Given instruction:
Write out the listing exactly as it is given.

Given information:

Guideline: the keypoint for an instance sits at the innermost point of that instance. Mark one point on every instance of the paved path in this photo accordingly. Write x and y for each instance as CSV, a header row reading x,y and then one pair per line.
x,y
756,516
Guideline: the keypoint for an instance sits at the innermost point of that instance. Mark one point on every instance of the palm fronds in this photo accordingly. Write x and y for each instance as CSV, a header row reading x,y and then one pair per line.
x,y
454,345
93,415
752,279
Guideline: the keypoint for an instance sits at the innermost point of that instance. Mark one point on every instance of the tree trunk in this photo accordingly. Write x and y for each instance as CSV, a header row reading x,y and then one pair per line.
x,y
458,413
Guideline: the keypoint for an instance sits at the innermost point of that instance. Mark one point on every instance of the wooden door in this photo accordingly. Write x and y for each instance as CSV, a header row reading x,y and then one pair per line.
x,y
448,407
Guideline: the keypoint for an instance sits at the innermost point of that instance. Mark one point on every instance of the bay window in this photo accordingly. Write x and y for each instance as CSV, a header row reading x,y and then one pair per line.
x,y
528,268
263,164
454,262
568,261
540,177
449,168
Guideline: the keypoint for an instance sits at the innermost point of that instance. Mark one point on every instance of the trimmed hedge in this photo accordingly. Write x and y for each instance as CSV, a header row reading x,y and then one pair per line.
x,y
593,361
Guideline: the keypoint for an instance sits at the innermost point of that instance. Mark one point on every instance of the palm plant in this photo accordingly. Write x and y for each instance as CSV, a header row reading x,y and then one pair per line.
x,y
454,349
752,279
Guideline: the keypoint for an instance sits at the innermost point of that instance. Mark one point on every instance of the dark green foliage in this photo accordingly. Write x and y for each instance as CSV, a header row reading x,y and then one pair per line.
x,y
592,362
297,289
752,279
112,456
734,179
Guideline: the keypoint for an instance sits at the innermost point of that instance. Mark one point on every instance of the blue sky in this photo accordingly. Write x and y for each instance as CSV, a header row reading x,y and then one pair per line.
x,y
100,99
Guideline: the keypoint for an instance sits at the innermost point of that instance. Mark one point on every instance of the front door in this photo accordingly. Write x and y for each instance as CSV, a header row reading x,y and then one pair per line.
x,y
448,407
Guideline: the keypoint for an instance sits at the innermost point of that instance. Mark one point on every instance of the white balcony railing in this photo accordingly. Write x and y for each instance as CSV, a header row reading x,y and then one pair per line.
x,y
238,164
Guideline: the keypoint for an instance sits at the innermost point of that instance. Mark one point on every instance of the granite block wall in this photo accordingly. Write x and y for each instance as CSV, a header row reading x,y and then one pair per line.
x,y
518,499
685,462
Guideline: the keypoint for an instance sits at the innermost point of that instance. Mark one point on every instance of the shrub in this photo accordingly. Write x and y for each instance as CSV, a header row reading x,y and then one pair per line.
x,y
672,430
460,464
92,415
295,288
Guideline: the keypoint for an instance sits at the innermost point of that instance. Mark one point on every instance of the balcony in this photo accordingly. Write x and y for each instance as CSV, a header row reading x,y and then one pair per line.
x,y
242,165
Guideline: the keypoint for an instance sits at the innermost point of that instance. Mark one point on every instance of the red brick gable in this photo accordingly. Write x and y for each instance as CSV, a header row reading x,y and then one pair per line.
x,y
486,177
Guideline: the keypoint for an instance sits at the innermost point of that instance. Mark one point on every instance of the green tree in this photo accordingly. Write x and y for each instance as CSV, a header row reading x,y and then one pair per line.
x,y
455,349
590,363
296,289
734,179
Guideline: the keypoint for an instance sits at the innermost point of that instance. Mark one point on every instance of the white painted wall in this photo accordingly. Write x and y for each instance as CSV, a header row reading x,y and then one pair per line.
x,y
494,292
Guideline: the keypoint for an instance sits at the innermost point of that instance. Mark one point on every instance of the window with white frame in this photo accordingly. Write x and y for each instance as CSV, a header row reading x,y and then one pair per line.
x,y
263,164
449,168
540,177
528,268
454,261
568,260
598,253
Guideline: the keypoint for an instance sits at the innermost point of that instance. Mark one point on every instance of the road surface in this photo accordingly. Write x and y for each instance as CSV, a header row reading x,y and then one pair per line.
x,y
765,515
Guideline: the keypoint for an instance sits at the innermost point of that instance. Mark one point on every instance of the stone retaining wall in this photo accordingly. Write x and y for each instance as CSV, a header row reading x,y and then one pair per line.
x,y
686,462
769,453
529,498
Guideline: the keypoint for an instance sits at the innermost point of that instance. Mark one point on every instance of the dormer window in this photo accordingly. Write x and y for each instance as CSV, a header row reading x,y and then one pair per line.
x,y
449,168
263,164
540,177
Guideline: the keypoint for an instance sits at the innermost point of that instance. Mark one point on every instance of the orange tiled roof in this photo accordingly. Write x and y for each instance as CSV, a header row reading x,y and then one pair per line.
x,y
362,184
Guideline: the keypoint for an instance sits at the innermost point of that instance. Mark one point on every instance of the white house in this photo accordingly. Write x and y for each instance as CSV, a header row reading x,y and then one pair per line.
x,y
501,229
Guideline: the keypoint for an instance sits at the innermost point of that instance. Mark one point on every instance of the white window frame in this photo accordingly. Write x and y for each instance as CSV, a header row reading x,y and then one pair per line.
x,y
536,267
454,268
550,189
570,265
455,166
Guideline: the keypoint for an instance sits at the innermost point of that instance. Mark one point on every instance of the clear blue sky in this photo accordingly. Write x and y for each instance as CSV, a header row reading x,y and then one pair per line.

Answer in full:
Guideline: the keypoint for an instance sits at the innermost point of that instance. Mark one point on every instance of the paved path in this photo accordingly. Write x and y for each instance as CSV, a header row reading x,y and then one pair per line.
x,y
756,516
Guideline: the keypoint for an instance sits at the innermost point of that instance. Mark one point on every instance of the palm fronds in this photo accordingly. Write x and y for each instance as CSV, a header row reading x,y and then one pair per line.
x,y
454,345
93,415
752,279
Guideline: the keypoint for an instance sits at the innermost point of that instance. Mark one point on every instance of the tree trunk in this photo accordingly. Write x and y for each instance as CSV, a header row reading x,y and then one pair per line.
x,y
458,413
Guideline: the keypoint for an instance sits at the innermost point of that instance. Mark one point on every instance of the wooden door in this photo accordingly. Write x and y for each instance as CSV, a header row reading x,y and then one pair per line.
x,y
448,407
Guideline: the keypoint for an instance sits at the innermost point of that instance. Mark one point on every instance of the bay window in this photo accordingly. Write x and y for each instance as CSV, a header row reading x,y and then one pair per line.
x,y
528,268
263,164
454,262
568,261
540,177
449,168
Guideline: the keypoint for an instance sits at the innermost point of that instance. Mark one point on every instance of the trimmed hedge in this photo accordingly. Write x and y for each instance as CSV, a header row reading x,y and then one pair per line.
x,y
593,361
Guideline: the keypoint for an instance sits at the innermost point of that instance. Mark one point on every instance of the palm plant in this photo accordingly. Write x and y for each instance as CSV, a header row reading x,y and then one pair per line.
x,y
454,349
752,279
Guideline: the keypoint for an instance sits at the innermost point of that instance. Mark one point on every instance of the dark green foliage in this photo accordingly. Write x and y for each instance as CSV, a header row reading x,y and then one pair per line.
x,y
592,362
297,289
752,279
112,456
734,179
Guideline: the keypoint for an instance sits at the innermost point of that instance. Mark one point on every instance of the blue sky in this photo accordingly. Write x and y for each instance as CSV, a header row reading x,y and then one pair per line.
x,y
100,99
Guideline: the keypoint for an instance sits at the innermost point of that instance. Mark one point on every instance of the front door in this photo accordingly. Write x and y for each instance as CSV, a header row reading x,y and then one pair per line.
x,y
448,407
Guideline: the keypoint for an instance sits at the innermost point of that instance. Mark one point on every instance of the white balcony railing in this photo accordingly. Write x and y for each instance as CSV, a header row reading x,y and then one pair per line.
x,y
238,164
Guideline: the keypoint for an instance sits at the innermost point of that instance. Mark one point on every instance of the granite block wall in this photo accordingly. Write x and y for each instance as CSV, a header row reading x,y and then one pair per line.
x,y
518,499
685,462
Guideline: the keypoint for an instance sits at the innermost point of that instance. Mark one point on every instance of the shrub in this photo accordingly. Write x and y for each instance as CSV, a header row reading x,y and then one pair per line.
x,y
672,430
460,464
92,415
295,288
Guideline: the keypoint for an instance sits at the innermost point of that instance. Mark one point on every instance of the balcony in this photo accordingly. Write x and y for each instance as CSV, a header row reading x,y and then one pair per line.
x,y
242,165
Guideline: the keypoint for an instance sits at the innermost point of that instance. Mark one point on every instance of the red brick gable in this photo accordingly. Write x and y for each instance as CSV, a header row reading x,y and then one pair per line.
x,y
486,177
Guideline: the keypoint for an instance sits at the innermost point of that instance. Mark one point on every instance of the green tree in this photo accordingly. Write x and y for each instance as CSV, a header row reading x,y and then one pair per line.
x,y
455,349
590,363
296,289
734,179
Guideline: the keypoint for an instance sits at the innermost point of that instance. Mark one point on every instance of the white painted wall in this photo accordingly. Write x and y for each instance as CSV, a header row reading x,y and then one pair per line.
x,y
494,292
Guideline: the keypoint for an instance sits at the innermost point of that instance. Mark one point on every instance of the window with white frame in this photo accordingly. Write x and y for each instance as CSV, a header row reading x,y and then one pair per line.
x,y
263,164
449,168
540,177
528,268
454,261
568,260
598,253
Guideline: the keypoint for an instance sits at the innermost point of that instance. Mark one point on every instance of the road surface in this photo accordingly. Write x and y for each instance as CSV, a header row reading x,y and then one pair per line.
x,y
765,515
Guideline: the keypoint for an instance sits at the innermost point of that instance. Mark one point on every instance of the stone retaining wall in this photo accordingly. Write x and y for each instance as CSV, a header row reading x,y and then one pair per line.
x,y
686,462
769,453
529,498
Guideline: the keypoint for an instance sits at the innermost point of that instance. Mark one point on every instance of the dormer window in this photo accordingly. Write x and y for each instance as CSV, a header row reading x,y and then one pair per line.
x,y
449,168
263,164
540,177
Guideline: the keypoint for an instance sits at the innermost point of that instance. Mark one point on every instance of the orange tiled roof in this photo accordingly. Write x and y for each instance as CSV, a header row reading x,y and then one pair per line.
x,y
362,184
Guideline: the keypoint for an instance sits at the innermost point of that instance. Mark one point on every instance of the white house in this photo accordingly. Write x and y for each instance as CSV, a header row reading x,y and then one pair per line.
x,y
501,229
Guideline: the keypoint for an instance sits at the innermost point of that instance. Mark one point on every instance of the white window frame in this photo accordingly. Write x and y for each instance as CSV, a header row reading x,y and then one pair per line.
x,y
536,267
454,268
550,189
570,265
455,166
Guideline: the keypoint for an instance sits at the innermost point of that instance. Mark one point on every instance of the clear blue sky in this photo accordingly. Write x and y for each instance as CSV, a header row reading x,y and then one pair per line.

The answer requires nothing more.